TEXT EXCERPT:
════════
During the Comic-Con@Home panel for the upcoming Searchlight movie Antlers, two-time Oscar-winning filmmaker Guillermo del Toro shared some of the seismic COVID-19 safety protocols impacting his next Searchlight movie Nightmare Alley, which is readying for a restart after Disney’s mid-March pause.
Nightmare Alley, based on William Lindsay Gresham’s 1946 novel, stars Bradley Cooper, Cate Blanchett and Rooney Mara and follows a corrupt con man who teams with a female psychiatrist to trick people into giving them money. Mara plays Molly, the closest thing to Stan’s true love. He meets her early on and they take the act they learned from the circus to Chicago.
In regards to getting the actors back to set, a dilemma is balancing busy schedule as other commitments pop up. Del Toro told moderator Steve “Frosty” Weintraub: “We’ve been going through more schedules than ever…the blessing of having this cast is amazing. But the difficulties of rescheduling is enormous because everyone is in demand and you have to work around everybody’s schedule. I like to think for every problem in every movie, there’s a graceful solution. Sometimes you don’t see it. I think we’ve found the silver bullet, but it’s not easy.”
The filmmaker added, “It’s not easy to anticipate how the set is going to move because we’re taking every precaution.”
“You’re operating a surgical theater. You have to be sterile, have everybody in a condition that’s clinical, but at the same time you have to reenact the carnival. The way you approach it is different. The way you stage it with extras, the way you stack them, the way you hire them. For example, they’re hired by the day, but now you’re going to buy them out for many weeks. A lot of time, they’re going to be down, but you want them exclusively,” del Toro added. The reason being: You can’t have extras coming and going from different film productions; they need to be contained to one production for a specific period.
“You’re buying them for a period, you want them to be monogamous with our movie. We’re taking dozens and dozens of pages of precaution. My feeling is that this [pandemic] will go on for another few months and that shooting is going to be interesting,” he said.
As far as what’s next for Antlers director Scott Cooper, who was also on today’s panel, he’s hopeful about a couple of projects with his longtime collaborator Christian Bale going forward, as well as a piece he has for Elisabeth Moss to headline.
════════
DATA RECORDS:
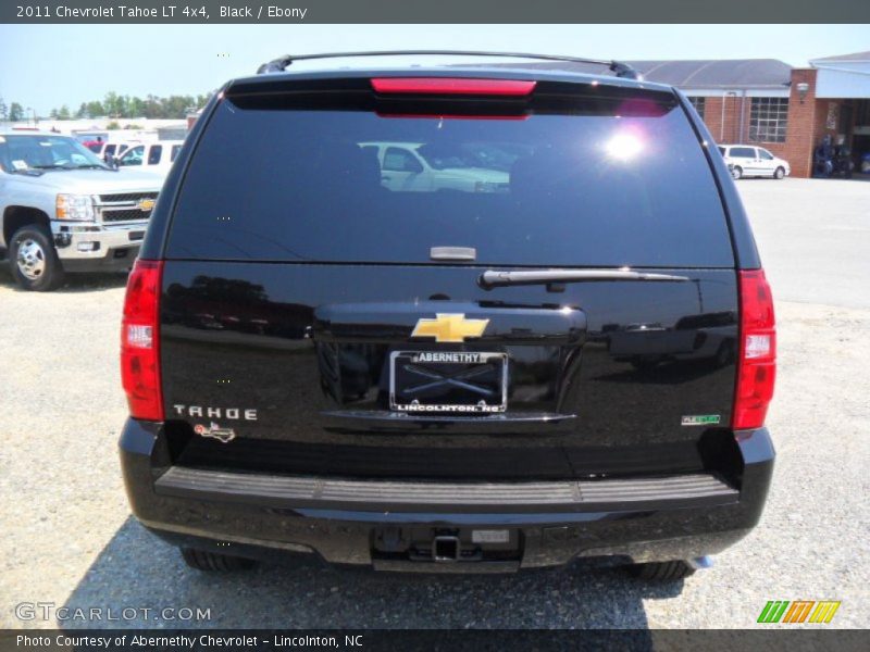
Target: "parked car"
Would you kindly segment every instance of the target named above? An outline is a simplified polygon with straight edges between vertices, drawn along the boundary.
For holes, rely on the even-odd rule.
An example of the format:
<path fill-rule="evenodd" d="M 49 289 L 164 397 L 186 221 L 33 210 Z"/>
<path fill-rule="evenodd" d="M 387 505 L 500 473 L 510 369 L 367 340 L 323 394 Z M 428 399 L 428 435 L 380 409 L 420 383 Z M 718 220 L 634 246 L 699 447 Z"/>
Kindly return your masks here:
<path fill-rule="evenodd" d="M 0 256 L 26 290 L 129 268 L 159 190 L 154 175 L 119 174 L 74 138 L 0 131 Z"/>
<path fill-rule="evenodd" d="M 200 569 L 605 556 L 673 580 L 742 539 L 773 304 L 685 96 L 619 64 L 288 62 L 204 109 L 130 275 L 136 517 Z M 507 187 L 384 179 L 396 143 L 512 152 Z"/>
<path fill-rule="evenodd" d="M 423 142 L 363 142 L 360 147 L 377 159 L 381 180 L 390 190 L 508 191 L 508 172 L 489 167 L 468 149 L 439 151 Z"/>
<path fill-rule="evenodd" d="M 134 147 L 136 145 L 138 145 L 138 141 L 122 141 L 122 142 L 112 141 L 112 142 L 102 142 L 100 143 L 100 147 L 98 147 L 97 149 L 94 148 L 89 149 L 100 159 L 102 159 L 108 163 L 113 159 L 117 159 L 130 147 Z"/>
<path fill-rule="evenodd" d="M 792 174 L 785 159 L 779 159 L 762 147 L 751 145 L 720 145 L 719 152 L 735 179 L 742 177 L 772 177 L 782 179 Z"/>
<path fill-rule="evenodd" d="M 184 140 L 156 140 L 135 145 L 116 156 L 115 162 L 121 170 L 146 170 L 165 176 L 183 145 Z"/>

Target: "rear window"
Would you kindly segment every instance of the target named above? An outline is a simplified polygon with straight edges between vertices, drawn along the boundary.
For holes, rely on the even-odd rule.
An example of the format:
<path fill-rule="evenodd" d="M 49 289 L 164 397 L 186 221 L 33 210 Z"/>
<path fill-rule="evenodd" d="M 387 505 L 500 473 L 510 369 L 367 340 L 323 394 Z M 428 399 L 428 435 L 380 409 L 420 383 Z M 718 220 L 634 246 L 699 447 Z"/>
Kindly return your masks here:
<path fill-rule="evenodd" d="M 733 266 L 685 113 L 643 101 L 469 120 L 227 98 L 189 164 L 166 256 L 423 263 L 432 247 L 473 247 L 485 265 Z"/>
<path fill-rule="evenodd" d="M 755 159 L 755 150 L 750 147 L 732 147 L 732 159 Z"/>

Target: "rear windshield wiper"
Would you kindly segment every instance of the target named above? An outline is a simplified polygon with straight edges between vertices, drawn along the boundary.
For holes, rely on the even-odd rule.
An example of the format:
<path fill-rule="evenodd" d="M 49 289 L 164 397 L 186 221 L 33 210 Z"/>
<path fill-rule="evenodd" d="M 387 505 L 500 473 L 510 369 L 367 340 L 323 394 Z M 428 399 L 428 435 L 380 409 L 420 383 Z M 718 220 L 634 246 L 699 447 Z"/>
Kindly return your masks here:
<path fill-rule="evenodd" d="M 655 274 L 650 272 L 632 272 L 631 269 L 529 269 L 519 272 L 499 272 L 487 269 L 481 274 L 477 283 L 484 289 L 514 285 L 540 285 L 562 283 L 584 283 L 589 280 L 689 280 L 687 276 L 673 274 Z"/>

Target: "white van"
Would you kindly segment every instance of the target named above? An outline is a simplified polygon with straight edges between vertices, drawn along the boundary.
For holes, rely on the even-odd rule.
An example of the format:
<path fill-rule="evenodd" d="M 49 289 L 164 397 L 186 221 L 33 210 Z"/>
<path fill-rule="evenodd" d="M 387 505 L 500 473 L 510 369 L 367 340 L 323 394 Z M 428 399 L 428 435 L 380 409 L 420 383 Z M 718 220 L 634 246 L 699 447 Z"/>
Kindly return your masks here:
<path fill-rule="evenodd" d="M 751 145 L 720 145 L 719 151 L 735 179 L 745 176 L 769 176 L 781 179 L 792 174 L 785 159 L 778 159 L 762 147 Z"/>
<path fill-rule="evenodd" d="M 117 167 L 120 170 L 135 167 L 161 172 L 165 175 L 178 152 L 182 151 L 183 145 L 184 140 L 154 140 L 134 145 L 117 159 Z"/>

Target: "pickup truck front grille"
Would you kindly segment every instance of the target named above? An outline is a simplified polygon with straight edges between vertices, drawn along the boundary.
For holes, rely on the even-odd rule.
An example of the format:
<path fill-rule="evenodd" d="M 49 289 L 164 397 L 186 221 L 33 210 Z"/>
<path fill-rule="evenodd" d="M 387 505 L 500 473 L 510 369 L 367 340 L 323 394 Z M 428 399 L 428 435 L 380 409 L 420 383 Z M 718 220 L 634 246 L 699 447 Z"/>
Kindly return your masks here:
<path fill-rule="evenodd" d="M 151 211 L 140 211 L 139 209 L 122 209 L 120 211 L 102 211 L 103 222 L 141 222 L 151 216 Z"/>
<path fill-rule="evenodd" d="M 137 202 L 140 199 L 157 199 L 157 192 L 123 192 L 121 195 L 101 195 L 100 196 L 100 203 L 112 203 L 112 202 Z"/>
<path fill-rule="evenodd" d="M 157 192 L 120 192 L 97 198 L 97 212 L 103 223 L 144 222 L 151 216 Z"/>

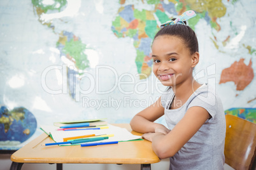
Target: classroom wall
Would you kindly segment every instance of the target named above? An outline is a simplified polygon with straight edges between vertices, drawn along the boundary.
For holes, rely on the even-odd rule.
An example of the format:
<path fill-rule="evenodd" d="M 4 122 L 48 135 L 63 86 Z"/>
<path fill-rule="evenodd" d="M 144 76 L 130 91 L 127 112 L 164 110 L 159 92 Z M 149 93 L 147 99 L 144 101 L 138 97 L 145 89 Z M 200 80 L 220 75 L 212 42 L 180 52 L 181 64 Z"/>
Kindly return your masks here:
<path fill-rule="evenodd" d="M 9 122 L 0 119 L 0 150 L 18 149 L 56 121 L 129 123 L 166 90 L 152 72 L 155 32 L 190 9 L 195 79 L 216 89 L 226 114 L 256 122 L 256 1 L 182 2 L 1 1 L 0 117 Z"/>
════════
WHAT TO WORK ON: Continue the article on Guillermo del Toro's COVID-19 safety plans for Nightmare Alley from the point where it ends.

TASK ANSWER:
Cooper and del Toro’s Antlers was immediately impacted by the nationwide shutdown of movie theaters due to coronavirus safety, initially moving off its April 17 date and most recently redated for February 19, 2021. The feature is set in an isolated Oregon town, and follows a middle-school teacher and her sheriff-brother who become embroiled with an enigmatic student whose dark secrets lead to terrifying encounters with a Native American spiritual creature who came before them known as Wendigo.
“The more it eats, the more hungry it gets, and the more it eats, the weaker it gets,” said del Toro about the Wendigo.
“This is my first immersion into the supernatural,” said Cooper. “With each movie, I want to be on unfamiliar ground because I think risk is one of the great pleasures of making art, of making films. I wouldn’t have made this if Guillermo wasn’t producing.”
Cooper said he’s “not a fan of messages movies” but some of the subtlety involved with Antlers involves “America today” and “to show the world as it really is. You see this in the trailer: a boy is in a great deal of pain and familial issues. A murderous sprite that is summoned by nature to seek vengeance on a callous mankind that has abused it.”
“We’re abusing mother earth, we’re abusing Native Americans, and drugs and the opioid crisis,” expounded Cooper on the significance of the Wendigo.
During the panel, the two shared their dream projects if they could get them financed right now. Del Toro spoke about doing Frankenstein over various installments to show the changing points of view in the book as well as At the Mountains of Madness, which was last stalled at Universal. That story follows an expedition to the Antarctic continent in 1930 where a group of explorers discovered ancient ruins and a very dark and dangerous secret linked to them.
Meanwhile, Cooper has a screenplay in his drawer about a young Edgar Allen Poe during his time at West Point in 1830 when a series of murders are committed.
At the end of March, Cooper issued an open letter, applauding the U.S. Senate’s passage of the $2.2 trillion coronavirus relief bill, saying it brings “much-need positive news to an industry I cherish, and, one, along with so many other industries and citizens, that is suﬀering.”